#### [TASK REQUIREMENTS]
Exact copy, no pictures: reproduce every record below as it stands.

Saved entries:
***

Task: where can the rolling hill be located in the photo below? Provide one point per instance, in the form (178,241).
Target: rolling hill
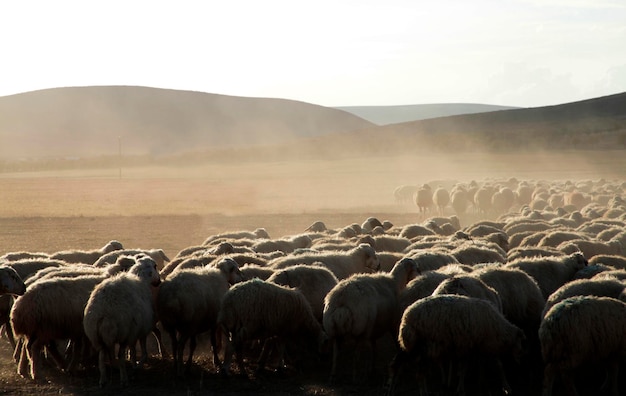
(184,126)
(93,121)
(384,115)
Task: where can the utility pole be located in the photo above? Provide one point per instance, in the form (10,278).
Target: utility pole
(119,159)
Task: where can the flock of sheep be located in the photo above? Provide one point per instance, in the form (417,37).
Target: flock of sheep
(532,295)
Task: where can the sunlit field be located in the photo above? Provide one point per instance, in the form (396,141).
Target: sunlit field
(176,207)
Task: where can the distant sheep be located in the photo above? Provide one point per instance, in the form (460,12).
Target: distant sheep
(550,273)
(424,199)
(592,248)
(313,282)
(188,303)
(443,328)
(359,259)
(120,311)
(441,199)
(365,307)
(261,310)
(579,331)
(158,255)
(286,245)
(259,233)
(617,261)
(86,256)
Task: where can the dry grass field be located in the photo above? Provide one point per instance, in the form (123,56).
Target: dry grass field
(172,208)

***

#### [WRITTEN ANSWER]
Task: where can the rolling hill be located in the photo below? Provide one point per instance, in the form (178,241).
Target: rolling hill
(184,126)
(93,121)
(384,115)
Task: where can the utility pole be located in the photo above? Provide one point per instance, in the form (10,278).
Target: utility pole
(119,159)
Task: where can the flock of sheep be located in the photo above? Provide one point per instance, in the form (417,37).
Target: flock of sheep
(532,295)
Task: where can the sunlit field be located in the photo above? Provide one point per instance, in the form (396,141).
Target: sunlit field
(176,207)
Task: where can the distant sheep be located in the photo above? Provide one point per instance, in the form (460,12).
Target: distant sheep
(550,273)
(424,199)
(592,248)
(313,282)
(188,303)
(443,328)
(359,259)
(120,311)
(441,199)
(365,307)
(261,310)
(579,331)
(158,255)
(286,245)
(259,233)
(617,261)
(86,256)
Task: where can the dry grass field be located in the photo above? Provide one point per instance, in the form (123,56).
Target: dry grass field
(172,208)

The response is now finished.